◆ What this task involves ◆
Write back every entry exactly as it reads, with the pictures left behind.

** Dataset content follows **

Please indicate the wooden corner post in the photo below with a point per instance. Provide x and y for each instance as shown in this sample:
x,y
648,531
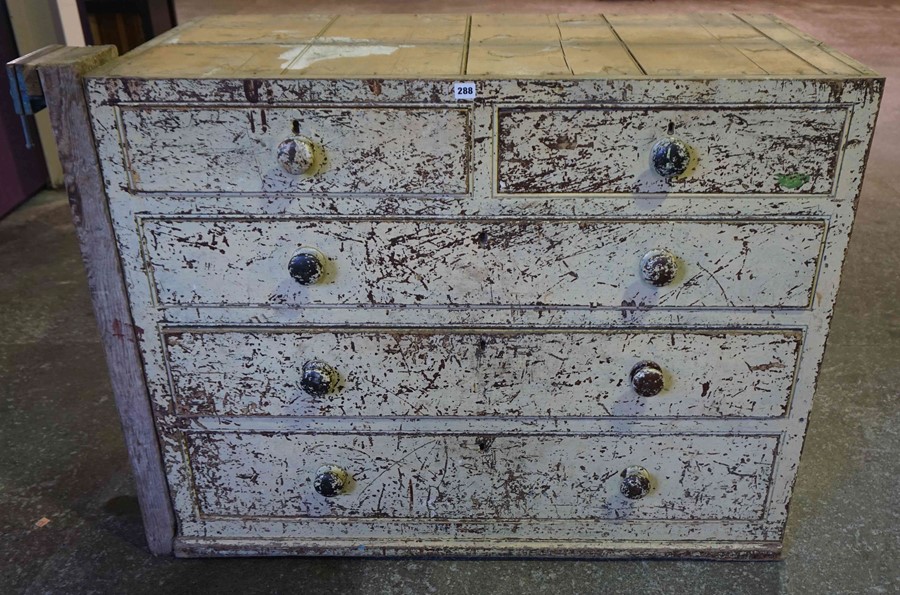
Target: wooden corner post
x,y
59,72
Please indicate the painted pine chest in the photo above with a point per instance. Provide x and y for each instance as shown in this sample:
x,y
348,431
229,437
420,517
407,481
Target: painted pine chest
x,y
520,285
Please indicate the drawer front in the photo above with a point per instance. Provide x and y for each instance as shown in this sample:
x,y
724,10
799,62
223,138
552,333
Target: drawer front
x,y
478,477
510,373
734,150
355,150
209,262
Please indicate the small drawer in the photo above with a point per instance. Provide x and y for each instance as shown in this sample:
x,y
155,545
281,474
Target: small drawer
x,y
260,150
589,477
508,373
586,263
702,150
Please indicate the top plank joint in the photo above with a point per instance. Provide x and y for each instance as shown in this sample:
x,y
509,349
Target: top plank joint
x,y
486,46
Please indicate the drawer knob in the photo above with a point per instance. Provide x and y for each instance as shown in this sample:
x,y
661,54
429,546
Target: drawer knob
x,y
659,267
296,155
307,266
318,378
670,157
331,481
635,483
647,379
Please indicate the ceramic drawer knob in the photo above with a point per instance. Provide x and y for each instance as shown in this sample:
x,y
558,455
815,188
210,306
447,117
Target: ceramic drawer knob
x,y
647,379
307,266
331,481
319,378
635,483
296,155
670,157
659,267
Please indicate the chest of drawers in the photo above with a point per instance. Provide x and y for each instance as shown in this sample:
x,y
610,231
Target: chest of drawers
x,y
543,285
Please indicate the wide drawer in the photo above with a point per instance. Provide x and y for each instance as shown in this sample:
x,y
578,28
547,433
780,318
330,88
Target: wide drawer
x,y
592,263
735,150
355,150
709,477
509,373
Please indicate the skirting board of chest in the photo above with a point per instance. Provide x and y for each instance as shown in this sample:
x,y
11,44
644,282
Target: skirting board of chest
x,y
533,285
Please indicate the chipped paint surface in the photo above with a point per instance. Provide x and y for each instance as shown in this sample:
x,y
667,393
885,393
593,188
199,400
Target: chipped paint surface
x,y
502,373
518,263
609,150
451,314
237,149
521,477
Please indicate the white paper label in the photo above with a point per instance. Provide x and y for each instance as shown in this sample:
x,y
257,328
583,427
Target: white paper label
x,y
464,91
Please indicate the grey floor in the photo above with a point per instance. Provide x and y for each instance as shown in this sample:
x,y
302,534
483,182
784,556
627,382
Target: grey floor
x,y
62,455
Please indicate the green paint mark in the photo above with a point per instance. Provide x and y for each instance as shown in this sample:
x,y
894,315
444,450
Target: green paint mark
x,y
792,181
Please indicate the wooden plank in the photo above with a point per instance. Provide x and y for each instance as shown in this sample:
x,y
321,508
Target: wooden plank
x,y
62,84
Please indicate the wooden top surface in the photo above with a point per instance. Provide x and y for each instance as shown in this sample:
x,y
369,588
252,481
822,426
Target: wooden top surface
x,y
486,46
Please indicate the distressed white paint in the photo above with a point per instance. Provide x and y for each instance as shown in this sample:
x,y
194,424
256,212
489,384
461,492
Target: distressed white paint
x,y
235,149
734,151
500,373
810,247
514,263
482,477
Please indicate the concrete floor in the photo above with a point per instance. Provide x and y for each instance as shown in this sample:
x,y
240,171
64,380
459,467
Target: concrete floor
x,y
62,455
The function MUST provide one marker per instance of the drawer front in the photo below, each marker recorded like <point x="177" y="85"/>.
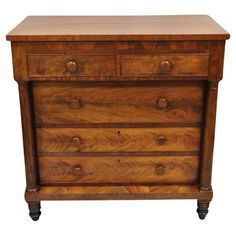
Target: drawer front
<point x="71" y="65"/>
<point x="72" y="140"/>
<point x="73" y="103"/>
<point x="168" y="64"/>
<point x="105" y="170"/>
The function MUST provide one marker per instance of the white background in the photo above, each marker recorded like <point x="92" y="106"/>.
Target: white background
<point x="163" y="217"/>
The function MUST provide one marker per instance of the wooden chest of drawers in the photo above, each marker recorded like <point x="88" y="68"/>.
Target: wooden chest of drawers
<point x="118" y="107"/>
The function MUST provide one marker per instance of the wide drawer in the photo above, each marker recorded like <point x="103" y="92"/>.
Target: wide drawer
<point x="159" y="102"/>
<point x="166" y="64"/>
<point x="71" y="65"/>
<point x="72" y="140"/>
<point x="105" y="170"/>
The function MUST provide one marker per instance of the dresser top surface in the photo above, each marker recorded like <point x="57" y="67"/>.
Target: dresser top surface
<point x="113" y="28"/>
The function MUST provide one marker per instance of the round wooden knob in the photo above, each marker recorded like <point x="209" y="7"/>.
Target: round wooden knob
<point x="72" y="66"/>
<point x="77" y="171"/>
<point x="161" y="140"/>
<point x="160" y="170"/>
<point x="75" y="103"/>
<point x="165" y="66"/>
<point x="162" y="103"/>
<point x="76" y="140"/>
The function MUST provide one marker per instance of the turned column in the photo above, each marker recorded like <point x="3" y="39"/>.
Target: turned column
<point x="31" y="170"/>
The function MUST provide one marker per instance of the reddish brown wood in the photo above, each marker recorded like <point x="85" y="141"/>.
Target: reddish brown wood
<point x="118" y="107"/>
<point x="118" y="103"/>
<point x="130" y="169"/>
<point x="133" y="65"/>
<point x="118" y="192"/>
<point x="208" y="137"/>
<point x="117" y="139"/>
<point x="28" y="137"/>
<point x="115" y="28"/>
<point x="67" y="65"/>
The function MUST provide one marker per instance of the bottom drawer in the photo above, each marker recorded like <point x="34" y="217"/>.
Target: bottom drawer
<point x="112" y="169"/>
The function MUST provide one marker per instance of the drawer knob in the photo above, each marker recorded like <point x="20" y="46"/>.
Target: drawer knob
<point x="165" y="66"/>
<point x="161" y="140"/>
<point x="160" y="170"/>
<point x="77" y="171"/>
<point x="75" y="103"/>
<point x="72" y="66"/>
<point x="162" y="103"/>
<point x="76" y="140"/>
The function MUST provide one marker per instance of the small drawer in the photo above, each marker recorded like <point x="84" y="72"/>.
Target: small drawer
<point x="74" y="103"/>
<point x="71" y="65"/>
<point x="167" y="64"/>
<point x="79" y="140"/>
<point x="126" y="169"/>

** End of Dataset content **

◆ Response box ◆
Please indicate the wooden corner post in the photo below with a point per instance. Provide x and y for each instance as shown in this sample:
x,y
648,531
Target: wooden corner post
x,y
59,72
Please indicate the painted pine chest in the photo above with a point per instance. Provide x and y for each instance as shown in this sample:
x,y
348,431
229,437
420,517
407,481
Target: painted pine chest
x,y
520,285
Please indicate the drawer front in the photo above with a point per instance. Provide x and y for each instance as shown in this sample:
x,y
724,10
799,62
223,138
552,333
Target: drawer front
x,y
478,477
510,373
734,150
355,150
209,262
Please indicate the small drawer in the photo above with a point per instance. Provide x and y for each instance as shown in this sample:
x,y
155,545
281,474
Target: small drawer
x,y
260,150
589,477
508,373
586,263
702,150
Please indicate the top plank joint in the photo above with a point per instance. Provide x and y for each instance as shown in this sample:
x,y
509,349
Target: top plank joint
x,y
486,46
Please indicate the drawer knob in the photo above with a point per instance. Provide x and y for each instance as shown in this sample:
x,y
661,54
429,546
Target: drawer knob
x,y
659,267
296,155
307,266
318,378
670,157
331,481
635,483
647,379
Please indicate the ceramic drawer knob in the photo above with a point per instance. Provide x and y for each instance as shown in this sample:
x,y
558,455
815,188
210,306
447,117
Target: ceramic drawer knob
x,y
647,379
307,266
331,481
319,378
635,483
296,155
670,157
659,267
Please indicate the chest of drawers in the photo above with a point per instance. Provide x and y for each instance as shown in this sample:
x,y
610,231
Target: chest of drawers
x,y
543,285
Please indicate the wide drawer in the photo above with a point per instance. Provide x and y for each instance as shown in this sample:
x,y
578,28
547,433
780,318
330,88
Target: wide drawer
x,y
592,263
735,150
355,150
709,477
509,373
Please indicate the skirting board of chest in the photo above with a point per instance. Provide x and y for each instance as shown in this sample:
x,y
11,44
644,282
Target: skirting board of chest
x,y
533,285
Please indicate the chipped paint surface in the photo above with a point per instance. Provide x and y for each instance as shown in this sample:
x,y
667,393
885,393
593,188
199,400
Target: chipped paint surface
x,y
502,373
518,263
609,150
451,314
237,149
521,477
Please indicate the white paper label in the photo above with a point per instance. Provide x and y for each instance as shown in this sample:
x,y
257,328
583,427
Target: white paper label
x,y
464,91
Please indicate the grey floor in the photo above with a point per instance. Provide x and y for each instance as shown in this sample:
x,y
302,534
483,182
784,556
627,382
Target: grey floor
x,y
62,455
Please indicate the green paint mark in the photo above with a point per instance. Provide x and y for each instance as shown in this sample:
x,y
894,315
444,450
Target: green paint mark
x,y
792,181
Please indicate the wooden plank in the photo above with a point per instance. Provide x and y for each instance as shown in this sample:
x,y
321,508
Target: wooden plank
x,y
62,84
Please indicate the wooden top surface in the photo above with a point per instance. Provide x and y for each instance as shown in this sample:
x,y
369,588
252,481
822,426
Target: wooden top surface
x,y
486,46
Please indicate the distressed white paint in the photo above with a point per instance. Provide x and y for each instance as shown in this sample:
x,y
194,424
256,212
489,384
461,492
Target: distressed white paint
x,y
235,149
734,151
500,373
810,247
514,263
482,477
Please indicate the concrete floor in the photo above with a point per instance. Provide x and y for each instance as shown in this sample:
x,y
240,171
64,380
459,467
Target: concrete floor
x,y
62,455
The function MUST provide one marker per instance of the drawer front in the photo below, each marker recorded like <point x="177" y="85"/>.
Target: drawer front
<point x="71" y="65"/>
<point x="72" y="140"/>
<point x="73" y="103"/>
<point x="168" y="64"/>
<point x="105" y="170"/>
The function MUST provide one marker per instance of the white background in the photo above, each marker recorded like <point x="92" y="106"/>.
Target: white background
<point x="163" y="217"/>
The function MUST provide one marker per instance of the wooden chest of drawers in the photo above, each marker recorded like <point x="88" y="68"/>.
Target: wooden chest of drawers
<point x="118" y="107"/>
The function MUST provide one marker per instance of the wide drawer in the photo above, each marker recorded like <point x="103" y="92"/>.
Target: wide drawer
<point x="159" y="102"/>
<point x="166" y="64"/>
<point x="71" y="65"/>
<point x="72" y="140"/>
<point x="105" y="170"/>
The function MUST provide one marker per instance of the dresser top surface in the photo above, each marker recorded like <point x="57" y="67"/>.
Target: dresser top surface
<point x="113" y="28"/>
The function MUST provide one marker per instance of the round wooden knob in the photo above, each marker recorded like <point x="209" y="7"/>.
Target: round wooden knob
<point x="72" y="66"/>
<point x="77" y="171"/>
<point x="161" y="140"/>
<point x="160" y="170"/>
<point x="75" y="103"/>
<point x="165" y="66"/>
<point x="162" y="103"/>
<point x="76" y="140"/>
The function MUST provide one marker per instance of the turned column in the photo above, each marker recorded like <point x="3" y="39"/>.
Target: turned column
<point x="31" y="170"/>
The function MUST provide one marker per instance of the reddish brown wood in the photo above, each marker recorded like <point x="85" y="141"/>.
Target: reddish brown wood
<point x="118" y="107"/>
<point x="118" y="103"/>
<point x="130" y="169"/>
<point x="133" y="65"/>
<point x="118" y="192"/>
<point x="208" y="137"/>
<point x="117" y="139"/>
<point x="28" y="137"/>
<point x="115" y="28"/>
<point x="67" y="65"/>
The function MUST provide one marker per instance of the bottom drawer in the photo above, each marker recorded like <point x="34" y="217"/>.
Target: bottom drawer
<point x="112" y="169"/>
The function MUST provide one marker per instance of the drawer knob in the photo above, each marker recorded like <point x="20" y="46"/>.
Target: drawer knob
<point x="165" y="66"/>
<point x="161" y="140"/>
<point x="160" y="170"/>
<point x="77" y="171"/>
<point x="75" y="103"/>
<point x="72" y="66"/>
<point x="162" y="103"/>
<point x="76" y="140"/>
The function MUST provide one marker per instance of the small drawer in the photo above, each marker recorded like <point x="84" y="72"/>.
Target: small drawer
<point x="74" y="103"/>
<point x="71" y="65"/>
<point x="167" y="64"/>
<point x="79" y="140"/>
<point x="126" y="169"/>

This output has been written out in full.